**STUDY TEXT:**
*** Begin section ***

= Camille Pictet =

Swiss naturalist (1864–1893)

Jules-Camille Pictet (June 28, 1864 – January 29, 1893) was a Swiss naturalist and specialist on hydrozoa. Along with Maurice Bedot he travelled to the Malay Archipelago on a collecting expedition and died shortly afterwards. His father Édouard Pictet (1835–1879) was also a naturalist who specialized in entomology, particularly of the Neuroptera.

Pictet was born in Geneva, the son of entomologist Édouard Pictet and Emilie Louise Mallet. His grandfather was the naturalist François-Jules Pictet de la Rive who founded the Museum of Natural History in Geneva. Other family relatives included Charles Bonnet and Horace-Bénédict de Saussure. Interested in science from an early age, he studied fossils with his grandfather. After studies in Stuttgart he worked under Carl Vogt at the University of Geneva and spent some time in the Roscoff biological station under Henri de Lacaze-Duthiers. He was a keen alpinist and was the first to climb Aiguille du Géant in 1887. He then became a student of Hermann Fol. He spent a year in Freiburg im Breisgau under August Weismann and Robert Wiedersheim. In 1890 he went on an expedition to study marine organisms to the Malay Peninsula, accompanying Maurice Bedot. Returning, he wrote a dissertation on spermatogenesis and received a doctorate on July 8, 1891. He continued to work with Fol at Villefranche. In 1891 he married the Swiss artist Marie Diodati (1866–1958, she later married Pictet's friend Bedot, becoming Marie Bedot-Diodati). While working on a monograph of the expedition results, he became ill and fifteen days later he died at the age of 28.

*** End section ***

**WORK INSTRUCTIONS:**
[1] Answer these questions from the Camille Pictet biography.
(a) In what year was Pictet the first to climb Aiguille du Géant?
(b) Who founded the Museum of Natural History in Geneva?
(c) On what date did Pictet receive his doctorate?
[2] Copy the Camille Pictet biography from "Jules-Camille Pictet (June" through "of the Neuroptera.", and switch "hydrozoa" to "hydroids".
The rows below this point were taken from a different source.

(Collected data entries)
*** Begin section ***

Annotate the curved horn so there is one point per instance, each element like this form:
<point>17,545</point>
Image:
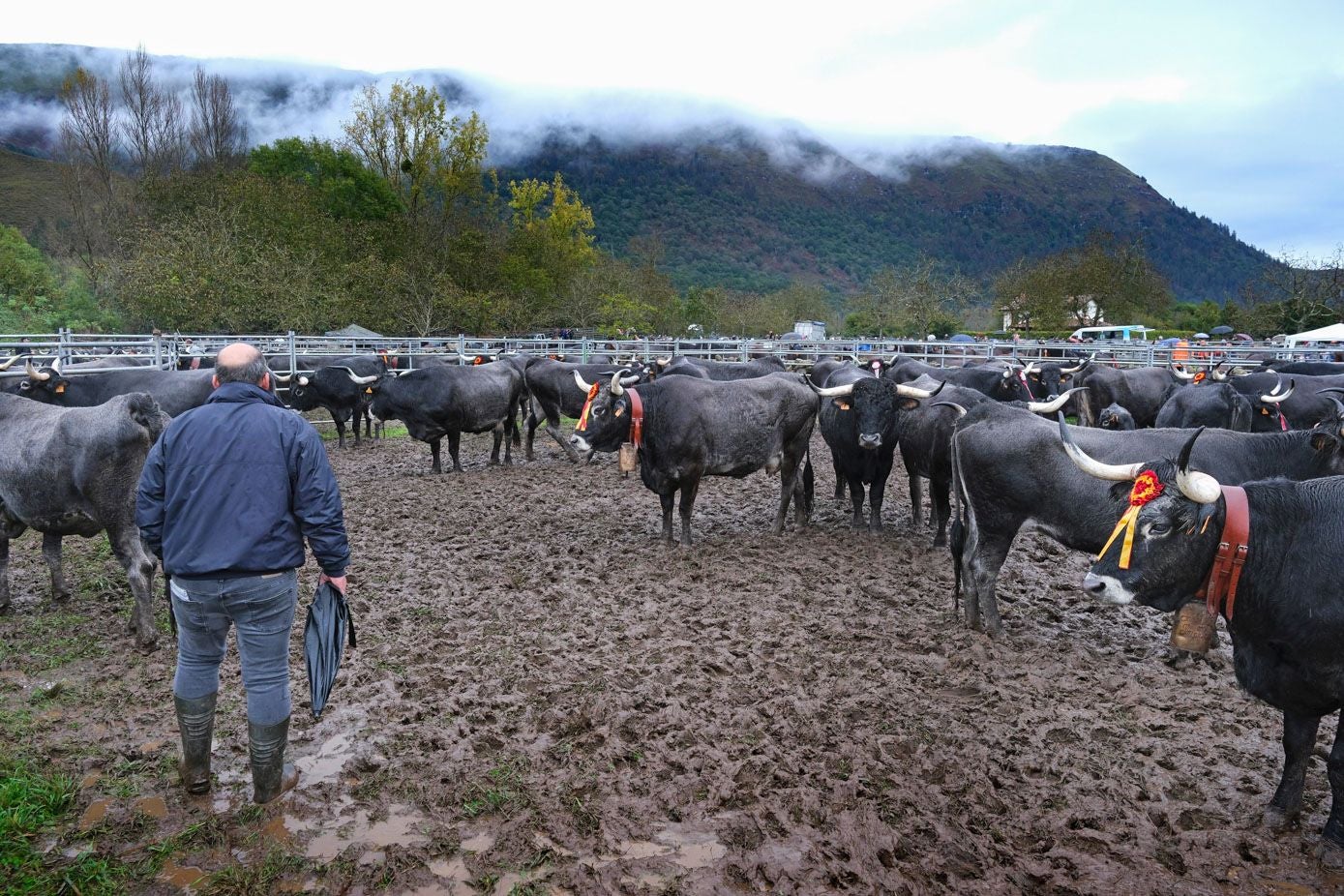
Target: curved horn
<point>1180,373</point>
<point>1050,407</point>
<point>1080,369</point>
<point>960,410</point>
<point>1275,397</point>
<point>911,391</point>
<point>359,380</point>
<point>1198,487</point>
<point>835,391</point>
<point>1113,471</point>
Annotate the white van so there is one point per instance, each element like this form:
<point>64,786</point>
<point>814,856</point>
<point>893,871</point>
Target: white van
<point>1125,333</point>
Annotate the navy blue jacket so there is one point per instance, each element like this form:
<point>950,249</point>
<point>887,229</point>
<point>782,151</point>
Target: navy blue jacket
<point>232,487</point>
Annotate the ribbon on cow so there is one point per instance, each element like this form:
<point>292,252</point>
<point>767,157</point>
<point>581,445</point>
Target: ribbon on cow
<point>593,391</point>
<point>1147,488</point>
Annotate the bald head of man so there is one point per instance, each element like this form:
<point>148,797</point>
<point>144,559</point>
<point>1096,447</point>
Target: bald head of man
<point>241,363</point>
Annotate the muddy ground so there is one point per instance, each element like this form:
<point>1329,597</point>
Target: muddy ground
<point>545,699</point>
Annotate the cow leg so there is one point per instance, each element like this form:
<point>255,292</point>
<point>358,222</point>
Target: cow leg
<point>499,436</point>
<point>455,439</point>
<point>667,498</point>
<point>856,494</point>
<point>981,560</point>
<point>51,553</point>
<point>433,449</point>
<point>1299,740</point>
<point>915,497</point>
<point>140,570</point>
<point>1332,838</point>
<point>939,495</point>
<point>4,574</point>
<point>877,494</point>
<point>688,491</point>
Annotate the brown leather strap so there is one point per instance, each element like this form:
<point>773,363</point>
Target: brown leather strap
<point>636,417</point>
<point>1219,588</point>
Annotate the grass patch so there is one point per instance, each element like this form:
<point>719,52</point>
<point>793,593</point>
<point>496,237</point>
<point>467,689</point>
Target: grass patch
<point>31,805</point>
<point>501,791</point>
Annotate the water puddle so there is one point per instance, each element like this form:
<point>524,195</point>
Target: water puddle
<point>94,815</point>
<point>401,826</point>
<point>180,876</point>
<point>152,806</point>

*** End section ***

**OUTPUTS BY TASK:**
[1]
(a) 1887
(b) François-Jules Pictet de la Rive, Pictet's grandfather
(c) July 8, 1891

[2]
Jules-Camille Pictet (June 28, 1864 – January 29, 1893) was a Swiss naturalist and specialist on hydroids. Along with Maurice Bedot he travelled to the Malay Archipelago on a collecting expedition and died shortly afterwards. His father Édouard Pictet (1835–1879) was also a naturalist who specialized in entomology, particularly of the Neuroptera.